→ **Given text**
****************************************
Concern at VAT bill for agency doctors

Financial Times
07-Jun-2008
By Nicholas Timmins

The Treasury has hit the National Health Service with a £100m ($197m) bill for value added tax by insisting it pay the tax on the full cost of employing agency doctors and other medical professionals, according to the accountants RSM Bentley Jennison.

NHS organisations are allowed to reclaim VAT on the employment of agency nurses, and until recently paid VAT only on the commission that employment agencies charged when they hired doctors from them.

Now, according to Martin Kaney, director of NHS VAT services at the accountants, the Revenue has ruled that from the start of the next tax year, VAT will be charged on the full cost of employing doctors, not just the commission.

The announcement, Mr Kaney said, was "slipped into the small print of the Budget announcement in March" but the NHS organisations have been given no guidance to alert them to its budgetary impact.

His firm estimates that the cost will be over £100m. "This is money taken out of healthcare and given back to the Treasury coffers."

Revenue & Customs and the Treasury, he said, have remained "stubbornly silent" over why agency nurses are VAT-reclaimable, but doctors are not, particularly when the NHS can claim relief on professional and management consultant fees, as well as on agency clerical staff.

The logical solution would be to allow VAT relief on the supply of all medical professionals, not just nurses: "This could be achieved by a stroke of the pen at the Treasury by amending the VAT rules for the NHS - something that is done almost every year."

However, with public spending under pressure it is unlikely the Treasury will want to take an action that would reduce its revenue.

The VAT issue, however, underlines fears in the NHS that the Treasury may seek, one way or another, to claw back at least some of this year's £2bn underspend.

Although health ministers and David Nicholson, the NHS chief executive, say they have been given assurances the service would be able to keep its surplus - at a time when it was projected to be £1.8bn - last year the Treasury clawed back £2bn of unspent NHS capital.
****************************************
→ **Dataset**
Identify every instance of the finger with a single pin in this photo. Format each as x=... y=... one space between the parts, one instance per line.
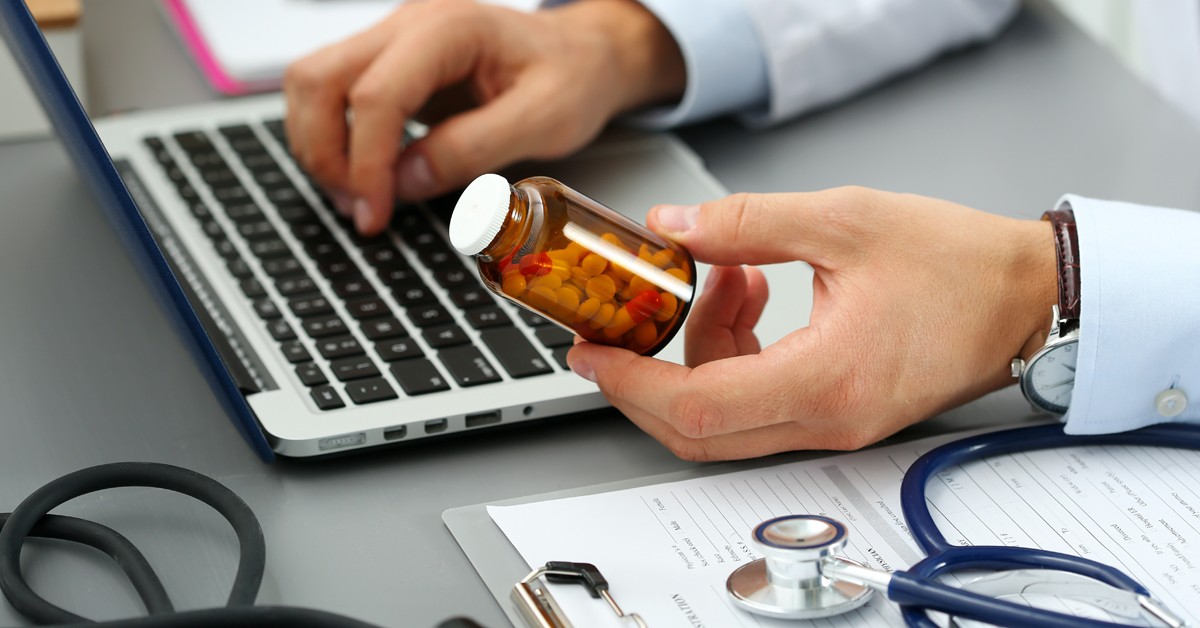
x=316 y=90
x=709 y=332
x=759 y=229
x=475 y=142
x=397 y=83
x=723 y=396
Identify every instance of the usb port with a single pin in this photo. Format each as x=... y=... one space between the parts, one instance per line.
x=484 y=418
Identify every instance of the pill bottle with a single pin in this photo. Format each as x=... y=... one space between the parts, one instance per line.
x=562 y=255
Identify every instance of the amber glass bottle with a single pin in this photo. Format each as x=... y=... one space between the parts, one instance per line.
x=557 y=252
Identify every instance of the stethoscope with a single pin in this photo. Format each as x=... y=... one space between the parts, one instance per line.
x=801 y=575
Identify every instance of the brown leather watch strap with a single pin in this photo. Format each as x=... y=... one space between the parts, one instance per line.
x=1066 y=243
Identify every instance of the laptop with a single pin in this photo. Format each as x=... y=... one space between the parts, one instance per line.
x=315 y=340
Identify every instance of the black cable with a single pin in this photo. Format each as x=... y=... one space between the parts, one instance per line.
x=31 y=519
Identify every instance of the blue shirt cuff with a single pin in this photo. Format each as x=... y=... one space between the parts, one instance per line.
x=1139 y=315
x=726 y=64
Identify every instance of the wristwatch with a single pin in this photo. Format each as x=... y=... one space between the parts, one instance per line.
x=1049 y=377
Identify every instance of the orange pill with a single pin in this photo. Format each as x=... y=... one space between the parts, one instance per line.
x=562 y=269
x=603 y=316
x=646 y=333
x=514 y=285
x=679 y=274
x=541 y=298
x=670 y=304
x=593 y=264
x=587 y=310
x=601 y=287
x=568 y=299
x=546 y=281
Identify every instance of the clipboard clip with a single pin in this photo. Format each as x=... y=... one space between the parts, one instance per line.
x=538 y=606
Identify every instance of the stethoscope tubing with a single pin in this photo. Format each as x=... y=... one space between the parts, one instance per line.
x=916 y=588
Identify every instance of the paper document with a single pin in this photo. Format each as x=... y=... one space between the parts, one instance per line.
x=667 y=549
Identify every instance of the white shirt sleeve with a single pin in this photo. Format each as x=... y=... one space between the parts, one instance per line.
x=822 y=51
x=1139 y=314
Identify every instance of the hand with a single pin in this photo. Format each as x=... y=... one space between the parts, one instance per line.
x=918 y=305
x=545 y=84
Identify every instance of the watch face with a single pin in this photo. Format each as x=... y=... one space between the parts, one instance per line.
x=1050 y=377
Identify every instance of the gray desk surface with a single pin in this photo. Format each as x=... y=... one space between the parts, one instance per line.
x=91 y=372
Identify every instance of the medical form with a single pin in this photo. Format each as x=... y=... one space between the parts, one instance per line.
x=667 y=549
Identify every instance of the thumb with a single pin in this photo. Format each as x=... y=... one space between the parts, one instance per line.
x=757 y=228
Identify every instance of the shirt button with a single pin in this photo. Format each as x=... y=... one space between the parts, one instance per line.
x=1170 y=402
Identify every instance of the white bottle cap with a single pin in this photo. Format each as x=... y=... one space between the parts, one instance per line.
x=480 y=213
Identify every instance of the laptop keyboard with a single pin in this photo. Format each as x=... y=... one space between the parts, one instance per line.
x=328 y=312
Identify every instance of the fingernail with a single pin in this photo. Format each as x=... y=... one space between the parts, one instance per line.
x=678 y=219
x=361 y=214
x=583 y=370
x=342 y=202
x=414 y=177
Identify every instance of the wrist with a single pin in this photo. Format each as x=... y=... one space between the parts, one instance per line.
x=646 y=61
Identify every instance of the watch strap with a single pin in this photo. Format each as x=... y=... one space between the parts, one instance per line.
x=1066 y=244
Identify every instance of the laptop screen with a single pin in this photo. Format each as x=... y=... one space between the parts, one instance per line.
x=79 y=138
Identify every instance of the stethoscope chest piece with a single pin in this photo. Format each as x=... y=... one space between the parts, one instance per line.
x=787 y=581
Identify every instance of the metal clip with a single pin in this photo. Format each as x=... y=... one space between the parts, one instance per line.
x=538 y=606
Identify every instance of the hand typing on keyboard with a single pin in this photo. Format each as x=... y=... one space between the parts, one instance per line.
x=534 y=85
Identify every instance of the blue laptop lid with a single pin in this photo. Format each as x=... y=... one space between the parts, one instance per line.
x=61 y=106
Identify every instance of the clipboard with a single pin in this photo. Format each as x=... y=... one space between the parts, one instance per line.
x=498 y=563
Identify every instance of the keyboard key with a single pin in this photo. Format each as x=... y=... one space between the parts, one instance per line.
x=252 y=288
x=419 y=376
x=281 y=330
x=382 y=328
x=515 y=352
x=355 y=368
x=305 y=306
x=468 y=366
x=351 y=287
x=339 y=347
x=283 y=196
x=381 y=253
x=327 y=398
x=295 y=352
x=257 y=229
x=239 y=268
x=486 y=317
x=310 y=232
x=531 y=318
x=400 y=348
x=282 y=265
x=267 y=309
x=561 y=357
x=413 y=294
x=397 y=275
x=323 y=326
x=325 y=250
x=225 y=247
x=429 y=315
x=370 y=390
x=471 y=297
x=270 y=247
x=294 y=213
x=445 y=336
x=293 y=285
x=310 y=374
x=244 y=211
x=555 y=336
x=455 y=277
x=438 y=258
x=367 y=307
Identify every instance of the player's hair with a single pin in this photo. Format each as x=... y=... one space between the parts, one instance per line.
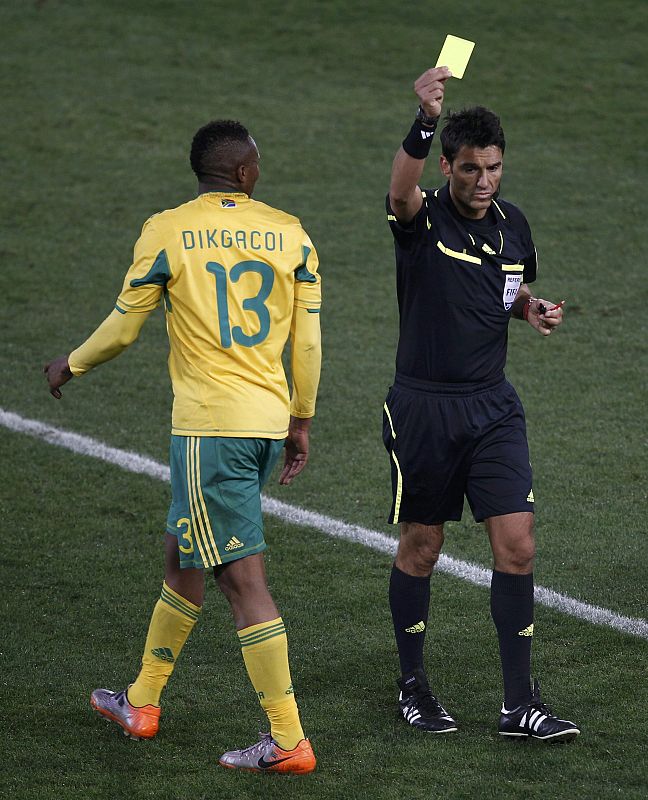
****************************************
→ **Work order**
Return the stretch of the article on the VAT bill for agency doctors from "Revenue & Customs" through "agency clerical staff.", copied word for word.

→ **Solution**
Revenue & Customs and the Treasury, he said, have remained "stubbornly silent" over why agency nurses are VAT-reclaimable, but doctors are not, particularly when the NHS can claim relief on professional and management consultant fees, as well as on agency clerical staff.